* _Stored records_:
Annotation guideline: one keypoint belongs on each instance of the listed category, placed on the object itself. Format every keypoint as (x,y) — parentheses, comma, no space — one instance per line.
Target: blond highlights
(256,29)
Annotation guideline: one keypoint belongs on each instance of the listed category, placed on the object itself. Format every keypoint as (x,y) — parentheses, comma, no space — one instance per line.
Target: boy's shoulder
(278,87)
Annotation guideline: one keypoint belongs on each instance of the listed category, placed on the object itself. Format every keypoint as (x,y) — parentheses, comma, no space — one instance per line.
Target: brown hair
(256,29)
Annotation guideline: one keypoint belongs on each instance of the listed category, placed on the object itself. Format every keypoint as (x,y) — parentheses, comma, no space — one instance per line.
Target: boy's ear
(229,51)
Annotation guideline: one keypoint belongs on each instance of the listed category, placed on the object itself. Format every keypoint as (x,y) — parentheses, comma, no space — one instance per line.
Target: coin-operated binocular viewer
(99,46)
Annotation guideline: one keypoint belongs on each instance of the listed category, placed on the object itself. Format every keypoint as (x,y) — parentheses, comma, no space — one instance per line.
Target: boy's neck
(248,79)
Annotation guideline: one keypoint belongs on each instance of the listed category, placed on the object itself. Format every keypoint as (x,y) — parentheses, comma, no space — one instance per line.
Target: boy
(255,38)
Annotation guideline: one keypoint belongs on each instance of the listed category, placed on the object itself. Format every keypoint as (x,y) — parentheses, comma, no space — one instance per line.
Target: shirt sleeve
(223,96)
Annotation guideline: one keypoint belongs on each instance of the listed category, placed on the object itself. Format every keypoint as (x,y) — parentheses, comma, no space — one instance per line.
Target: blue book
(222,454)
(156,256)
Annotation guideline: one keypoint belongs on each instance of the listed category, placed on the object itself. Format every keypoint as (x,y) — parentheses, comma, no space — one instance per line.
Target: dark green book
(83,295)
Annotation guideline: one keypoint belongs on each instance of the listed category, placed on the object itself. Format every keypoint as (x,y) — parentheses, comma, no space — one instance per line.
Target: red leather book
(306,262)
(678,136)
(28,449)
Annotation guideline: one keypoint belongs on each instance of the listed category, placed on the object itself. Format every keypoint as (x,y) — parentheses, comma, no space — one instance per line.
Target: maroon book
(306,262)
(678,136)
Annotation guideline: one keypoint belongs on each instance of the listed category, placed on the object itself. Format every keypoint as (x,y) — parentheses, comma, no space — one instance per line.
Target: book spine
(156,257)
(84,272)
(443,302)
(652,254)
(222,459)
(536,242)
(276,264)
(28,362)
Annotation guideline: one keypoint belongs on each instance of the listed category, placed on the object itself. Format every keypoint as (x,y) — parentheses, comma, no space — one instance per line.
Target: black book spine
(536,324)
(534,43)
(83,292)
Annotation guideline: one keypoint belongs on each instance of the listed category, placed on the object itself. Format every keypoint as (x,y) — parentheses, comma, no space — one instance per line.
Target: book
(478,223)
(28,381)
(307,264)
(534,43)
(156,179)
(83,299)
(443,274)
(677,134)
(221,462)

* _Stated problem_: Reproduce the complete set of lines precisely as supplied.

* _Final answer_:
Annotation guideline: one keypoint belongs on each instance of the listed category, placed on the object itself. Format every keypoint as (x,y) — parentheses, comma, no space — one instance per line.
Target: blond highlights
(256,29)
Annotation guideline: one keypoint belongs on each instance of the listed category, placed on the object itself. Format every keypoint as (x,y) — parentheses, comma, no space — one instance per line.
Target: boy's shoulder
(278,87)
Annotation guideline: one keypoint belongs on each instance of the listed category, placed on the object itself. Format every keypoint as (x,y) — parentheses, comma, no space — one instance per line.
Target: brown hair
(256,29)
Annotation guideline: one keypoint belongs on each instance of the listed category, placed on the object itself. Format every keypoint as (x,y) — parentheses, comma, no space — one instance per line.
Target: boy's ear
(229,51)
Annotation guideline: one keypoint belongs on each instance of the listed category, placed on the object itself. Format every keypoint as (x,y) — parentheses, comma, no space — one instance per line.
Target: coin-operated binocular viewer
(99,46)
Annotation guideline: one keypoint belongs on each instance of the listed category, placed on the object itself. Format every keypoint as (x,y) — parentheses, comma, no space — one instance per line.
Target: boy's neck
(248,79)
Annotation guideline: one keypoint belongs on each instance of the listed category, placed on the object itself. Format every keypoint as (x,y) — parentheses, comma, no space — one instance per line.
Target: boy
(255,38)
Annotation guideline: one keypoint belongs on each instance of the listed category, placed on the object itself. Format every keypoint as (x,y) — parentheses, comma, no space — one instance per line.
Target: shirt sleeve
(223,96)
Annotation guideline: one keypoint belongs on each instance of the listed category, placed on the object itself. Format every keypoint as (x,y) — parentheses, comma, no space — one instance per line.
Target: blue book
(222,454)
(156,256)
Annotation guideline: one keypoint belongs on each instance of the listed category, placed on the object itself. Format every keypoint as (x,y) — parentheses, comma, no space — one instance per line.
Target: dark green book
(83,295)
Annotation guideline: one keypoint belongs on each instance of the listed category, placed on the object itself. Format every keypoint as (x,y) — parentheses, comma, no space — one instance per line.
Target: red leather book
(306,262)
(678,136)
(28,449)
Annotation guideline: one keypoint belongs on each instance of the listed category, placed on the object itself. Format every keypoint as (x,y) — parentheses, comma, no space — one instance per line.
Target: maroon book
(306,262)
(678,136)
Annotation guideline: one keypoint belongs on each instance of the listed category, placed on the object itself. Format every keypoint as (x,y) — parentheses, comma, no space — one instance per line.
Target: book spine
(156,257)
(84,272)
(443,302)
(652,254)
(222,459)
(536,242)
(276,264)
(28,362)
Annotation guideline: one keypoint belongs on each instance of the listed category, placed on the object itself. Format every keypoint as (x,y) — parentheses, comma, no space — one instance per line.
Target: black book spine
(536,324)
(534,43)
(83,292)
Annotation guideline: one keypoint belongs on each instance of the listed category, placed on the object itself. Format every keypoint as (x,y) — parentheses, comma, no space — one instance per line.
Target: book
(478,223)
(28,381)
(307,264)
(534,43)
(156,179)
(83,299)
(443,274)
(677,134)
(221,462)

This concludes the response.